(The request): Please output exactly the run of lines that starts at the line with "Where can the teeth" and ends at the last line of the records below.

== Provided material ==

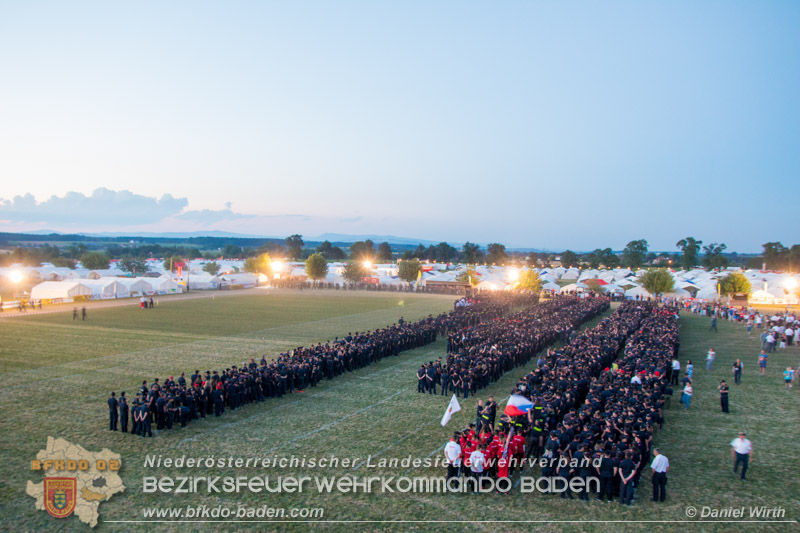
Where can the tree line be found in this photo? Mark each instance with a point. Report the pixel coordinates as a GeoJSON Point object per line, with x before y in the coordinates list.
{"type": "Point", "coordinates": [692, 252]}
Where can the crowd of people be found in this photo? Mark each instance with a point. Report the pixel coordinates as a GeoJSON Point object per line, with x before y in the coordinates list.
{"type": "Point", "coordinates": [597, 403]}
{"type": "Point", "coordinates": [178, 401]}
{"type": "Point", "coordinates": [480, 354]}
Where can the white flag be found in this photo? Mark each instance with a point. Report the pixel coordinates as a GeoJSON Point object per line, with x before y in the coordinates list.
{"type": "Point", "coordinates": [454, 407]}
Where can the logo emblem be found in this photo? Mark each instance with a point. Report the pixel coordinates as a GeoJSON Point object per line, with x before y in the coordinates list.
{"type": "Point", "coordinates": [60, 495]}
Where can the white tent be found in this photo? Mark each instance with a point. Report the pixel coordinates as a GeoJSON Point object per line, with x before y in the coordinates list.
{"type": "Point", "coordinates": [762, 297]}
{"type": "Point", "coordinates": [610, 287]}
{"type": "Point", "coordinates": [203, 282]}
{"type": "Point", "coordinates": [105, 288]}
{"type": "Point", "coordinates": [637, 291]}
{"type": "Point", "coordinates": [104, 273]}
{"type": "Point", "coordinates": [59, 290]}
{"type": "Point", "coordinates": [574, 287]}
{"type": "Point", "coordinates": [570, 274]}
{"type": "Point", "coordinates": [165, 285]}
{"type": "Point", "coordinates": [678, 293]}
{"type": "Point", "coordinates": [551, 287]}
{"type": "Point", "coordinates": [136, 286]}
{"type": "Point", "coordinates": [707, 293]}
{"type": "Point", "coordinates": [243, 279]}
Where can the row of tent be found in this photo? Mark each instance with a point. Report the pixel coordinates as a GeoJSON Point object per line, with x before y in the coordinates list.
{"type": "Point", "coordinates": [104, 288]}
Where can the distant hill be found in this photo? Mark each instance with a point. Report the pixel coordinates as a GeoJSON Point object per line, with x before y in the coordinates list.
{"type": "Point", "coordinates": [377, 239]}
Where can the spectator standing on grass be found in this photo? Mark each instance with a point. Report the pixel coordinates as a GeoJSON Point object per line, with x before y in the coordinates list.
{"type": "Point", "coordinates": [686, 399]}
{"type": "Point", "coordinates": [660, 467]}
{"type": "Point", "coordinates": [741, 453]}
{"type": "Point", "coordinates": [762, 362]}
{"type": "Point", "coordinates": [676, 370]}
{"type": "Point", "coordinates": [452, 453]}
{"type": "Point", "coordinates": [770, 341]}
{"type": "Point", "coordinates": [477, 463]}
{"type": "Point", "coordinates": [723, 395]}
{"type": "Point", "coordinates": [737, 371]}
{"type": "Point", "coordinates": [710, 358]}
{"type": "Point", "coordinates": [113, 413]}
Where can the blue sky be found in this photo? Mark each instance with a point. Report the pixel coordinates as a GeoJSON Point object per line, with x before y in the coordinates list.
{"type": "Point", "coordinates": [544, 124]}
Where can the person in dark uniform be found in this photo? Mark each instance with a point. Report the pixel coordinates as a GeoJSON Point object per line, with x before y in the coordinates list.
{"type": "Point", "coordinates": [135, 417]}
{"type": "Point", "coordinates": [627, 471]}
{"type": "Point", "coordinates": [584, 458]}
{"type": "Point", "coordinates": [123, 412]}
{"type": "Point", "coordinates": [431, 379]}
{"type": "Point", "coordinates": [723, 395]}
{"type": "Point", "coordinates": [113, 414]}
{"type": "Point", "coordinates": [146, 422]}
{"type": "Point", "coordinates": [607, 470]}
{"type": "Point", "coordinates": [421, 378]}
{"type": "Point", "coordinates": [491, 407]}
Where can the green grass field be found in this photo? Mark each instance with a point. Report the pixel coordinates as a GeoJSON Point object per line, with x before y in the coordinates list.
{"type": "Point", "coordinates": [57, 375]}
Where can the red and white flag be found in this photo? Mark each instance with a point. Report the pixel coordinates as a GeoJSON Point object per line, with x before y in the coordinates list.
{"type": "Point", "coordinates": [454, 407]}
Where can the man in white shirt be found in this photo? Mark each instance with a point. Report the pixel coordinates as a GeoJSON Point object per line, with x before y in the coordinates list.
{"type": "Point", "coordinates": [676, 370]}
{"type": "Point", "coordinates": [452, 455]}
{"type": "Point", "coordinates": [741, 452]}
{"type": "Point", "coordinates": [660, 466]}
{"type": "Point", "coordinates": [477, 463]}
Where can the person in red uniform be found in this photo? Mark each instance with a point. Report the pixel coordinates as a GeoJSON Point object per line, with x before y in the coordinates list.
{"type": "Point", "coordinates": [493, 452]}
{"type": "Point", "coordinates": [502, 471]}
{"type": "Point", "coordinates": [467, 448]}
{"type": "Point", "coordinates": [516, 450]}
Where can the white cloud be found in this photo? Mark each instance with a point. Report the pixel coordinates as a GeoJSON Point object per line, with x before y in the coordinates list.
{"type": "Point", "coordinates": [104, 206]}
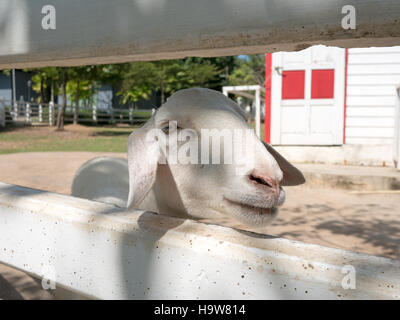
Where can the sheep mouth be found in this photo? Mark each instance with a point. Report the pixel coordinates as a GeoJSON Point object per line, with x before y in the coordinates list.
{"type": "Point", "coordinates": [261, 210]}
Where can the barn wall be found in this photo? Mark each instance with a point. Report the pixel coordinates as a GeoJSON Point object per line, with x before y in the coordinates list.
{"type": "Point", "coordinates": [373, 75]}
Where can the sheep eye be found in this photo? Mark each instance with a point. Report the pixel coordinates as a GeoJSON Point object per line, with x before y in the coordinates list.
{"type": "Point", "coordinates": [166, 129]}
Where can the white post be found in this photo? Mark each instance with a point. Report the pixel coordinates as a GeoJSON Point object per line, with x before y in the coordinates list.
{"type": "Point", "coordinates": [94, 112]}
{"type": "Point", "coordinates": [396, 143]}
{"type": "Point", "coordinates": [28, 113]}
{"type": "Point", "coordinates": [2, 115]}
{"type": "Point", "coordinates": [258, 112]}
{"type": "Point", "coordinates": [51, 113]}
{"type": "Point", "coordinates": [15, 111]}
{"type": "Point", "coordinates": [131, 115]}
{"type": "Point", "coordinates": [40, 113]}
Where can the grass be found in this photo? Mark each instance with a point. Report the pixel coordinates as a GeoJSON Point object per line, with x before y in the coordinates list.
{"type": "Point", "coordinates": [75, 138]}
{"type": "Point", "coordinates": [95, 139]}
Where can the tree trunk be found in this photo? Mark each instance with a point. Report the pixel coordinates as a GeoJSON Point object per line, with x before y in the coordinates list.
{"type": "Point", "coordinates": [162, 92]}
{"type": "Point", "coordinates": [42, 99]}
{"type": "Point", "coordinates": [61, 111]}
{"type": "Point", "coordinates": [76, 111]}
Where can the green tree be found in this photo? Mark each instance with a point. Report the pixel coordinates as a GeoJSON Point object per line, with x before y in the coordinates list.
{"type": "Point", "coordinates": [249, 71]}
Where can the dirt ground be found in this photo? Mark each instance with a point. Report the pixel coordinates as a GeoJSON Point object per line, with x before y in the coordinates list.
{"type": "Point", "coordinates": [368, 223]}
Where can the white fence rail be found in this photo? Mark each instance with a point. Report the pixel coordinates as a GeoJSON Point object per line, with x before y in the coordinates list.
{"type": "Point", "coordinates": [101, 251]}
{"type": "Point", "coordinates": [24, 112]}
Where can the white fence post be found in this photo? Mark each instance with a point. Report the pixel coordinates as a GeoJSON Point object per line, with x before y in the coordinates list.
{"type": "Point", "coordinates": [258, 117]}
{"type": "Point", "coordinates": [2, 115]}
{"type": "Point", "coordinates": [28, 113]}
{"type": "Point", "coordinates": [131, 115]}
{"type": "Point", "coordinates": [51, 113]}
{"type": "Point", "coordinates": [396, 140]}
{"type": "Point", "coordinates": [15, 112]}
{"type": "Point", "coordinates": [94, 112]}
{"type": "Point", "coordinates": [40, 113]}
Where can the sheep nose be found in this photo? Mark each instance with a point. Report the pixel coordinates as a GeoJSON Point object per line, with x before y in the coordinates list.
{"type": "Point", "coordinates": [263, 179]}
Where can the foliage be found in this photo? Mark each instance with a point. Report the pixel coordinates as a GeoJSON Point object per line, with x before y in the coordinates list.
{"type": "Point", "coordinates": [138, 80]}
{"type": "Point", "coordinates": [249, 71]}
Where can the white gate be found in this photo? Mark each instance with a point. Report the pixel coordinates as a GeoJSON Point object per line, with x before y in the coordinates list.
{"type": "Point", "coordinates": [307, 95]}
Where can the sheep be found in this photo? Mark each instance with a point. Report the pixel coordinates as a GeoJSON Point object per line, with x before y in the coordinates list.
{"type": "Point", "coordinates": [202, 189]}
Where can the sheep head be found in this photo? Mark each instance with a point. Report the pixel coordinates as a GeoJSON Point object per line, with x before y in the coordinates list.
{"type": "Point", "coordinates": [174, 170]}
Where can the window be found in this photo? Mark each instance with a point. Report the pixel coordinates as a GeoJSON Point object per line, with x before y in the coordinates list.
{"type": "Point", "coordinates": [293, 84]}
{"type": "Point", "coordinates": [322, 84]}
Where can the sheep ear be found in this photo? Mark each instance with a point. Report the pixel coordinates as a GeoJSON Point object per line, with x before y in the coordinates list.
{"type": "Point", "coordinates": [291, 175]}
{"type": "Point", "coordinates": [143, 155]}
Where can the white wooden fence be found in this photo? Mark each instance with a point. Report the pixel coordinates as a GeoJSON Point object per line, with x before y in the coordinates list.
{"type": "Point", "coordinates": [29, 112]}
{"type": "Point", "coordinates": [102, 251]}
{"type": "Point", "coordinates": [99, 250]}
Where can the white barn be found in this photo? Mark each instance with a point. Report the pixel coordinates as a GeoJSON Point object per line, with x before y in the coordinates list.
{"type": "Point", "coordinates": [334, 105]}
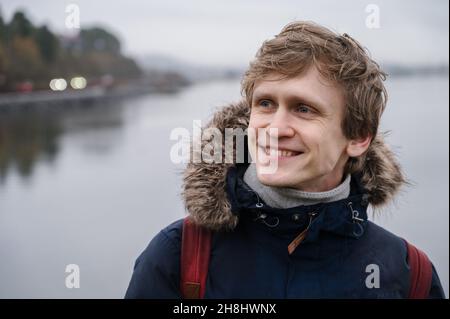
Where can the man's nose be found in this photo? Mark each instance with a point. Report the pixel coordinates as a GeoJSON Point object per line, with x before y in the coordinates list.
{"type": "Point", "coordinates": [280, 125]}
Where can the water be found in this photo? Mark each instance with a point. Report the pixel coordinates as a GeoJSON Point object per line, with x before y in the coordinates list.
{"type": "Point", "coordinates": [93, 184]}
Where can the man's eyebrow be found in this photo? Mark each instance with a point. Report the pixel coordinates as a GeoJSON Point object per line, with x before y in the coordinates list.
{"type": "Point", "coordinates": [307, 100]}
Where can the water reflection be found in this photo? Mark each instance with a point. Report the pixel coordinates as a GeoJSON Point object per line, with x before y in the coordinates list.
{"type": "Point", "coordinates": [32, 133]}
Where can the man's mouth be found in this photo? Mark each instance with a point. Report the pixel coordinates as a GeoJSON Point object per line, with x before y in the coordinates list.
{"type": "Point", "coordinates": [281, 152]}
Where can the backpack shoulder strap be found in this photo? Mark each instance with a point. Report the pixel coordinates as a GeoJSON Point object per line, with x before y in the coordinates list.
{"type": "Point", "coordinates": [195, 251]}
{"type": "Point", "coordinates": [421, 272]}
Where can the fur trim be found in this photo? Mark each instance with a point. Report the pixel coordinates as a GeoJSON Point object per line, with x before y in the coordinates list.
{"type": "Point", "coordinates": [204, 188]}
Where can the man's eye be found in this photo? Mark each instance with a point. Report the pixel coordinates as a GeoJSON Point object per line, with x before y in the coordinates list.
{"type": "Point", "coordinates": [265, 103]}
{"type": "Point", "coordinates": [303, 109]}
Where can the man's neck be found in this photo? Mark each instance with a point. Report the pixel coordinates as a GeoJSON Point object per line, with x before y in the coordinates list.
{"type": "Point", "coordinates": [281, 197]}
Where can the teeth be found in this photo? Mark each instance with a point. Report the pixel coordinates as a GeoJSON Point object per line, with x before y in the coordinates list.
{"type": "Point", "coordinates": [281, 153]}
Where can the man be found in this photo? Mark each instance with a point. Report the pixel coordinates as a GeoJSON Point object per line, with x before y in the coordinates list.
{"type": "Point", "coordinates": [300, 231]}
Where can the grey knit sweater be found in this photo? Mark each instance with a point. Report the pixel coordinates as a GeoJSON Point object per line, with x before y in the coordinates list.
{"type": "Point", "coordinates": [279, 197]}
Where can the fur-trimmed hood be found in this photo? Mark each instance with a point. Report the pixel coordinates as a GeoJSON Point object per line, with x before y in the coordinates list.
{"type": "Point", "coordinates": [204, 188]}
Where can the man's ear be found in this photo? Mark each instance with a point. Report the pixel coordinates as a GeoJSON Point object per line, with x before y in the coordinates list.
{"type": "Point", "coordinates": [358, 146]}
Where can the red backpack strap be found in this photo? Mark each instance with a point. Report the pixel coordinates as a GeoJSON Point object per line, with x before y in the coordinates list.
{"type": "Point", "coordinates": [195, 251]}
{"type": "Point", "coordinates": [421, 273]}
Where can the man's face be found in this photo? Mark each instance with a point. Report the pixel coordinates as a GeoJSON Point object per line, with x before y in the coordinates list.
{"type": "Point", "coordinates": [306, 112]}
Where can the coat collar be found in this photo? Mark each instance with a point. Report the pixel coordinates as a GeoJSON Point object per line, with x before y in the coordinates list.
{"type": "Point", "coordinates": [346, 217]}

===

(Exercise response):
Where can the teeth be found in this photo? Mark each instance with a point. Report the pixel coordinates as a GeoJSON Point object per line, with x before y in the coordinates list.
{"type": "Point", "coordinates": [281, 153]}
Where can the man be found in this photo? Mark each instance with a point. Report the pixel coordinates as a GeoJSON Point object per line, with x before y in the coordinates list.
{"type": "Point", "coordinates": [300, 231]}
Where can the grey knit sweater be found in this photo? Mark each instance with a point. Report the pixel coordinates as a GeoJSON Point object per line, with x before y in the coordinates list.
{"type": "Point", "coordinates": [279, 197]}
Where can the fur-trimmed hood be found in this photo? Mark each instance with a point. Report the pixel coordinates as a GeoJSON Point object per line, with x before y in the coordinates list.
{"type": "Point", "coordinates": [204, 188]}
Where can the man's ear be found in this photo? Mark each instance with a point. Report the pixel coordinates as a GeoJSON Point object per line, with x before y in the coordinates list.
{"type": "Point", "coordinates": [358, 146]}
Where can the red backpack strap be found in this photo? Mark each instance with a point. Report the pixel coordinates as a GeoJSON Point object per line, with x before y in the coordinates list.
{"type": "Point", "coordinates": [195, 251]}
{"type": "Point", "coordinates": [421, 273]}
Where can the man's face be found in this photo? Mark each instance with a point. Report the pixel coordinates as a GeoJSON Point object per line, with x before y in the coordinates list.
{"type": "Point", "coordinates": [306, 112]}
Where can the coat collar be found in this photo? Mark each instance with a point. Report the pixel coordinates as a GeoJSON Point object per line, with x before y in the coordinates list.
{"type": "Point", "coordinates": [346, 217]}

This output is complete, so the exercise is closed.